● **Exercise inputs**:
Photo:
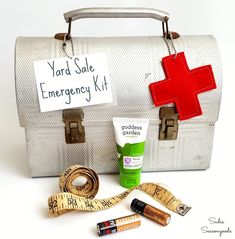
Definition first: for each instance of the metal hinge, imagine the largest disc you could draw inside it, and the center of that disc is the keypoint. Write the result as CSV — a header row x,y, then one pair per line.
x,y
168,129
74,131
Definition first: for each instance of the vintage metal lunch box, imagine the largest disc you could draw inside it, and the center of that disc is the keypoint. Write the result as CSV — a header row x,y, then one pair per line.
x,y
85,136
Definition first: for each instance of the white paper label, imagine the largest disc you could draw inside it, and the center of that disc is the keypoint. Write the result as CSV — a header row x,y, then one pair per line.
x,y
64,83
130,162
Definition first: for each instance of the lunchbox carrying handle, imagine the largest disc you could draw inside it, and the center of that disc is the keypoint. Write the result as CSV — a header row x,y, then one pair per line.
x,y
116,13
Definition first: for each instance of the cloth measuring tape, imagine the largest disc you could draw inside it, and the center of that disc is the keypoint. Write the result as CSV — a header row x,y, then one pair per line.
x,y
81,197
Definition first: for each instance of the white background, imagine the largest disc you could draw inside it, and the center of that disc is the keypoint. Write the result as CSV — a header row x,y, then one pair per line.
x,y
23,200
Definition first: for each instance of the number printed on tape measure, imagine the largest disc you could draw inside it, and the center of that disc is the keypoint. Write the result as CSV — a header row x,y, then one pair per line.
x,y
81,197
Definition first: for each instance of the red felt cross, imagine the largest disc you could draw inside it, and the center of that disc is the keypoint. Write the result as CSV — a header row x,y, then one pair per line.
x,y
182,85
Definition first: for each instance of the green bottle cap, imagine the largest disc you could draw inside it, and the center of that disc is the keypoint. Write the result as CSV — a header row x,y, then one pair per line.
x,y
129,180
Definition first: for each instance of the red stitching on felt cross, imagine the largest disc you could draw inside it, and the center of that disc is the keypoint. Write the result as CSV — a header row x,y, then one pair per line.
x,y
182,85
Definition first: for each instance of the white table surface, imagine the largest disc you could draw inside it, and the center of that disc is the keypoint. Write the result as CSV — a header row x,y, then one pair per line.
x,y
23,200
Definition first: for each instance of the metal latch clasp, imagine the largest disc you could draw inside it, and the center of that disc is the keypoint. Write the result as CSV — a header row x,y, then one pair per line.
x,y
168,129
74,131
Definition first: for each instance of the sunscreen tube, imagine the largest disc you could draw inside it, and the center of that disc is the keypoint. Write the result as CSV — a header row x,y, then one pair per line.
x,y
130,140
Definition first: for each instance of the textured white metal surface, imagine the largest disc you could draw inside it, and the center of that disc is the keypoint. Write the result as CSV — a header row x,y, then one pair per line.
x,y
134,62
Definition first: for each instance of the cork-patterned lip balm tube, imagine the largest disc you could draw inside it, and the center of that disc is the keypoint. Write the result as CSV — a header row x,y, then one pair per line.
x,y
155,214
118,224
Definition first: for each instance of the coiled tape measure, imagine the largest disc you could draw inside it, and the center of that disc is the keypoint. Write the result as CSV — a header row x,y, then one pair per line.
x,y
82,197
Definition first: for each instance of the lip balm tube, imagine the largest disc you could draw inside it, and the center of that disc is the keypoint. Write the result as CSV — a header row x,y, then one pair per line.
x,y
130,141
150,212
118,224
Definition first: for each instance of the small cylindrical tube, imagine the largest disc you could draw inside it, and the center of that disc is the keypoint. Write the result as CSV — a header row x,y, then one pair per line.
x,y
118,224
150,212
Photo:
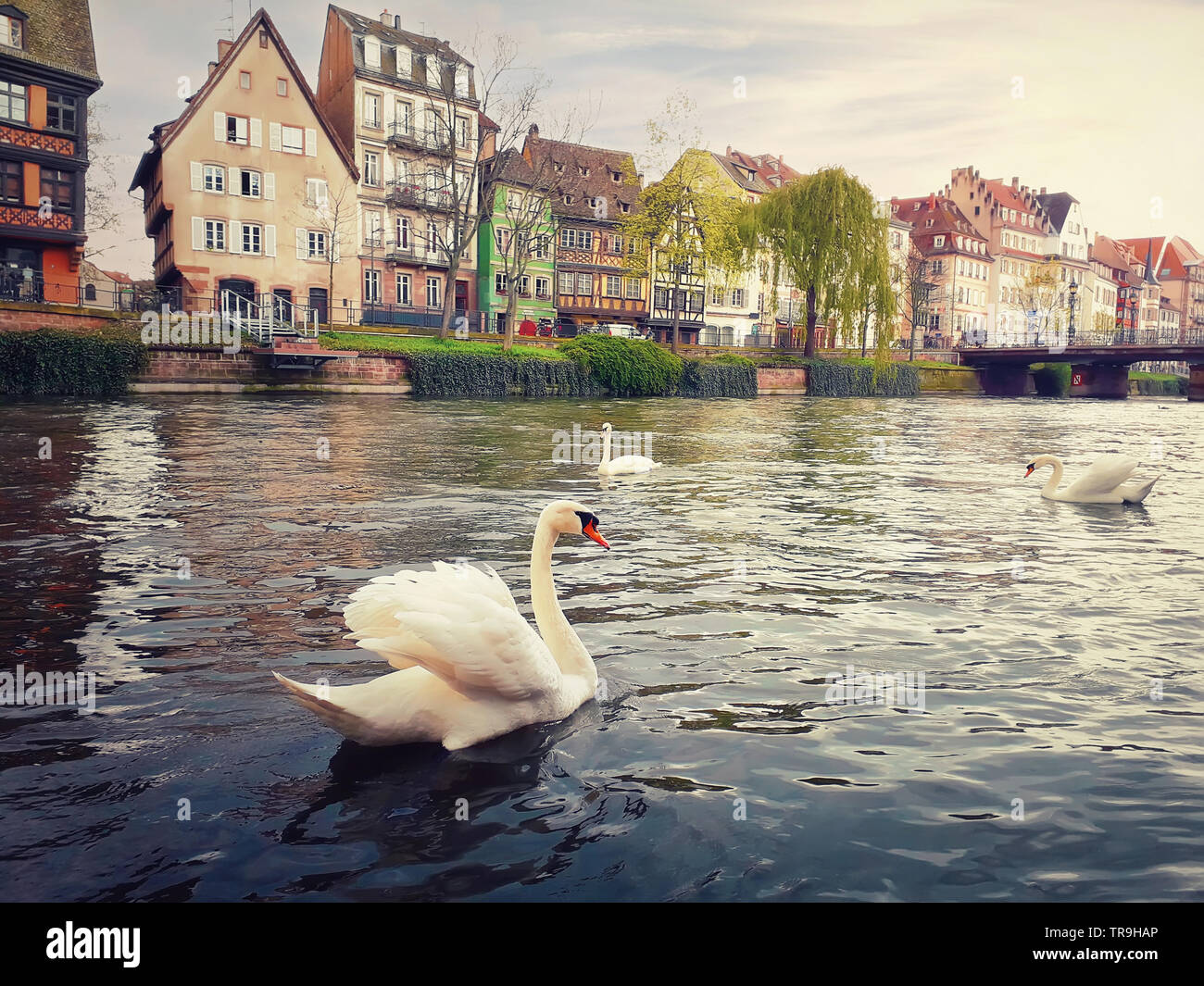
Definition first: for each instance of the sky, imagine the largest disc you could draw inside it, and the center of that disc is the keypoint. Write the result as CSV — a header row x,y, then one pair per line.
x,y
1099,99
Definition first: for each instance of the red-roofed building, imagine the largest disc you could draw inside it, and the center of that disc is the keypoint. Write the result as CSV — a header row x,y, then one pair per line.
x,y
1179,269
959,268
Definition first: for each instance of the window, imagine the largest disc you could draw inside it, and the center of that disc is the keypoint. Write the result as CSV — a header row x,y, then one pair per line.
x,y
579,240
372,111
372,285
11,32
13,103
372,229
60,112
58,187
371,168
215,179
401,117
215,235
237,131
252,183
12,185
293,140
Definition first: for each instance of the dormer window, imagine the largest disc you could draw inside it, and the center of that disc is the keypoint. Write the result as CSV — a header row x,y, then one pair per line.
x,y
12,29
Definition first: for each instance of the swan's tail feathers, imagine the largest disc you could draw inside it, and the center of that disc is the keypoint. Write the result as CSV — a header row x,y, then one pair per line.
x,y
1135,493
316,698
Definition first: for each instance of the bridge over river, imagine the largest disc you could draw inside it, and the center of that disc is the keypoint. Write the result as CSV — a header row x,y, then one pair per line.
x,y
1096,369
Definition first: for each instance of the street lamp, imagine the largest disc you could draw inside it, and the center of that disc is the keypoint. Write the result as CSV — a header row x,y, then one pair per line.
x,y
1074,299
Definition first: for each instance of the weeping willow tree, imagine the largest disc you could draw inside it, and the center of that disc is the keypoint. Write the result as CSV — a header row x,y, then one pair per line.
x,y
826,232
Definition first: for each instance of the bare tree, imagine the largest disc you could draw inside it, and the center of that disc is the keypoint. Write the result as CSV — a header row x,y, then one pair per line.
x,y
330,213
502,96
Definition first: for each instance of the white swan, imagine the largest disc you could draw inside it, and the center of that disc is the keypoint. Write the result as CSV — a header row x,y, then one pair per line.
x,y
624,464
1103,483
470,666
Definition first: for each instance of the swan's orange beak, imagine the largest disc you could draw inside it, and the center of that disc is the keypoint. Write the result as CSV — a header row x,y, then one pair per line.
x,y
591,531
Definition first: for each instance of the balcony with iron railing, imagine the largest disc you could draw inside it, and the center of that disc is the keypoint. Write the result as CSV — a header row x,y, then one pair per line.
x,y
408,194
421,139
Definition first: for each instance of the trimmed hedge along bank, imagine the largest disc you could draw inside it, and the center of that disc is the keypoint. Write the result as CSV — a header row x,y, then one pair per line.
x,y
858,378
52,361
596,365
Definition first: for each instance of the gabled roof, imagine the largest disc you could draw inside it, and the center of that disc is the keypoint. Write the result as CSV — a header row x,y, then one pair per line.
x,y
601,164
164,133
771,170
414,43
58,35
947,220
745,176
1058,207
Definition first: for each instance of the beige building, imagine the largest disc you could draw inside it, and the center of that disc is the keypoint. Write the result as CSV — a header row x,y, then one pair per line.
x,y
406,105
240,192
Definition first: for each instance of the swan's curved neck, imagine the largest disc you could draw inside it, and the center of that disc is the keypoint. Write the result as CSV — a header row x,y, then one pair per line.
x,y
1055,480
562,641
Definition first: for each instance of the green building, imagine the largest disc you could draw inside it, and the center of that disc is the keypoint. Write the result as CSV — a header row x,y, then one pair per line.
x,y
520,213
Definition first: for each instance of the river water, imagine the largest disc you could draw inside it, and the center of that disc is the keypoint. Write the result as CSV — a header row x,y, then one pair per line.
x,y
1052,752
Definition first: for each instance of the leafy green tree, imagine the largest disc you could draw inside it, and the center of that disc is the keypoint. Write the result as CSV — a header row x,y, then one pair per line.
x,y
826,231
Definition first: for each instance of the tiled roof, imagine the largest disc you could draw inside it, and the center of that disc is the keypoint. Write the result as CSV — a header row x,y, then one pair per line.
x,y
947,219
569,160
163,133
1058,206
745,176
414,43
58,34
773,171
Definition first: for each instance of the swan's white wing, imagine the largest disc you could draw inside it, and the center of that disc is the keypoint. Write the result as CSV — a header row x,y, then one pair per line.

● **Try it**: Retype the records above line for line and exactly, omitting their pictures.

● **Answer box**:
Photo:
Definition first: for each instance of the metal hinge, imagine the largest disc you could draw inside it, and the center of that disc is the keypoint. Write the result as CSV — a header row x,y, then one pair per line.
x,y
168,129
74,131
Definition first: for each instance of the vintage metal lunch box, imagine the largest disc you could draw inside it, and the center of that disc is the keypoint. Write the result as CSV — a header row x,y, then one pair per line.
x,y
85,136
Definition first: for each instance of the white paper label, imagine the largest disc you could draw inside it, and the center of that disc is the keypoint. Write the result as CSV — a header row x,y, then one pair per line.
x,y
64,83
130,162
Definition first: for each instance of the lunchbox carrying handle, imagine the largest disc you could draw inside it, and the center of that disc is the keypoint. Write the result as CSV — a header row x,y, then one pair per line.
x,y
116,13
Definition first: for each instance of the cloth measuring tape, imagine the largest disc you could draw inside it, and the center of that disc is the keypoint. Write the result as CSV — a header row x,y, then one pair per line.
x,y
81,197
Definition first: for each instance of the white background, imagine the largest disc you could draw inside it, and the center of that disc is the keypoint. Write the result as CSV — a header row x,y, then one pair per line.
x,y
23,200
Definition first: for each instance of the number printed on tape measure, imagine the largest disc you could draw inside it, and the center of that disc is the keypoint. Write the result as CSV — a header row x,y, then one pair per line.
x,y
81,197
Definition first: for each instance of the red felt cross, imagine the largest disc you could draw inside it, and the center of that disc is the keypoint. Write the result as CSV — a header row x,y, then one pair per line.
x,y
182,85
Definition first: for each instance of the green bottle cap, imagine the largest disc you could draw inside it, and the center of that disc is the keypoint. Write the result as CSV — a header row x,y, then one pair per line.
x,y
129,180
Definition first: for each instance of the red stitching on felt cross, imagine the largest disc you could draw inside it, and the center of that disc is the keypoint. Write the result as CSV — a header row x,y, then one pair per line.
x,y
182,85
Definition first: for each instance of the white table surface, imagine the largest disc you could draw inside it, and the center of that disc is the keypoint. Write the result as CSV — a header row x,y, then one pair per line.
x,y
23,200
Definition first: for each instance of the metal latch clasp, imagine the largest disc you could draw inside it, and the center of that disc is the keypoint. Write the result as CSV — a header row x,y, then one pair per line.
x,y
168,129
74,131
Definition first: for each instance of the sunscreen tube, imagine the largest disc you could draw inside it, and the center of that disc is the keypoint. Write the result as CSV — a header row x,y, then one pair per line.
x,y
130,140
Definition first: for each instance of the textured white metal surface, imagine the largest disc you could draw inside it, and the center of that disc is the keypoint. Write the result as CSV — a header row x,y, then one pair per line.
x,y
134,62
Definition first: for each instance of the cork-patterned lip balm tube, imagine the largest disc you could draw inside it, and the center of that disc is the keypoint. Write the result as CSV — a header row x,y, then one pair per line.
x,y
155,214
118,224
Definition first: for each instance of the coiled tape measure, imagine the largest disc you could draw inside it, and the center of that disc is the keypoint. Write the result as CSV — a header row x,y, then one pair per line.
x,y
82,197
Definition first: for each instance of the lip balm tube, imagine the largest disc you could draw inside it, and the center of that disc is the keypoint. Write the result as CSV — a header row x,y, then one pair per line.
x,y
130,141
150,212
118,224
Definition first: for each instance of the small cylindrical tube, imagine the largest disc you could draw inside it, and the center of that disc is the keypoint. Write the result as CSV — a header row x,y, then one pair per line.
x,y
118,224
150,212
Photo:
Definition first: for each instance of the sky, imagine the largest disc you could draw inside it, and the center of that disc is the keypoint. Write the result as CSV — a header row x,y, then one pair per line.
x,y
1099,99
Definition first: for each instance of the red-roofed building, imagine the largest disc you could draw inside it, and the center of that disc is the keypoint. Write the result as CSV — a header row x,y, then one pair per line.
x,y
1179,269
959,268
Definition first: for each instance of the window, imagine the largest disc you could draw inside it, and the center of that disc is the keypoint. Write the result as CSV — a header row x,y, then one pair per line.
x,y
579,240
372,111
372,285
11,32
13,103
372,229
60,112
58,187
371,168
215,179
401,117
215,235
237,131
252,183
12,185
293,140
Definition first: for each instance of the dormer window, imagine the largest disc you could draw inside it, and the center of that disc is the keypoint. Write the result as CSV — a header row x,y, then one pair per line.
x,y
12,29
Definition first: for each instance of the swan's tail feathers, imagine the largest disc you could draw inside it, and the center of that disc is the keypoint. Write the result as CSV — a header row x,y, then one pair per line.
x,y
1135,493
316,698
Definition first: for each instance of the bridge over river, imagine the largest disc you could draw inside it, and the center of that disc is the keypoint. Write the result as CSV — a header row x,y, then one pair per line.
x,y
1096,369
Definition first: for each instance of the street lamp, imagine the largest disc you could draw inside it, and the center of that disc is the keypoint. Write the result as CSV — a header row x,y, then one pair per line.
x,y
1074,299
Definition first: for each instance of the weeping willow tree, imagine the largest disc you could draw inside it, and the center of that disc is the keypoint. Write the result as CSV — a header row x,y, then one pair per line.
x,y
826,232
Definition first: for each instance of the bare tree, imagine the largest disc you could draw inside it, and the center of that disc is the keypoint. Write the result as CSV — a header row x,y, then one pair per line.
x,y
330,213
502,96
Definition first: for each instance of the white swan, imagine the largest disc you could draw inside it, and the center of that disc is the keypoint. Write the result as CSV — a header row x,y, then one pair per line.
x,y
624,464
1103,483
470,666
Definition first: for each instance of the swan's orange beak, imagine the largest disc you could draw inside it, and the center of that disc is the keypoint. Write the result as CSV — a header row x,y, then one pair per line.
x,y
591,531
Definition first: for each instance of the balcony with iron railing, imagine the largest disc you could draw inside it, and the center of that disc is the keypoint. Write the result as CSV — a header row x,y, then one pair per line.
x,y
408,194
421,139
Definition first: for each instance of the trimmed hedge along bank, imagine the largest disc you could draw inside it, and the center of that disc is the keypoint. Write the result as CSV — a header row x,y, then one pair per line.
x,y
858,378
52,361
596,365
Definition first: for each instance of the gabled roof, imagine the largest disc you could draw inside it, and the center of that disc is the keypoint. Write the result as CSV — a header row x,y, then one pair per line.
x,y
601,164
164,133
771,170
414,43
58,35
947,220
745,176
1058,207
Definition first: for each instance of the beige building, imagine the largest disc you could draw inside it, and the center of that disc is the keypoint. Write the result as CSV — a header row x,y, then one pair per line.
x,y
406,105
240,192
Definition first: for each instance of the swan's curved neck, imagine the largest disc you could draw inside it, and the center of that disc is the keypoint. Write the result as CSV — a header row x,y, then one pair per line.
x,y
1055,480
562,641
Definition first: for each instance of the green building, imagine the largest disc you could draw inside it, and the center of that disc is the keypoint. Write the result as CSV — a header row x,y, then one pair per line.
x,y
520,213
Definition first: for each instance of the river water, imagine the largest disc you could draw inside it, and the center of that disc is the keypoint. Write the result as CSV — a header row x,y, then one pair per line.
x,y
1052,752
Definition first: for each instance of the leafy green tree, imagine the largest disc you could draw inside it, and the center of that disc is the keypoint. Write the result as CSV — a header row x,y, then one pair per line.
x,y
826,231
Definition first: for each instance of the tiled roof, imagine the largest disc you could draw inside it, and the center of that disc is the keypoint. Write the result as CSV — a header row x,y, then one pair per line.
x,y
947,219
569,160
163,133
1058,206
745,176
414,43
58,34
773,171
Definition first: for each instance of the swan's white wing, imagine the largest disc you could draw inside it, and the center of that disc is the keypoint. Write the result as CSV — a header row x,y, then one pair per line.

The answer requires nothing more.